● **Prompt**
Your task is to give the data again, exactly, with every line intact.

[Begin Data listing]

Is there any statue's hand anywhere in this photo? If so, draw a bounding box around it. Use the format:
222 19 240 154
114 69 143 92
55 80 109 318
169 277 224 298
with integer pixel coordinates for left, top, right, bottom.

[End Data listing]

● **The output**
Is there any statue's hand anywhere in this photo? If so, draw a bounding box around it. Use the format:
222 19 240 154
114 69 143 92
55 80 109 318
169 277 224 298
with integer pixel coordinates for left, top, right, bottom.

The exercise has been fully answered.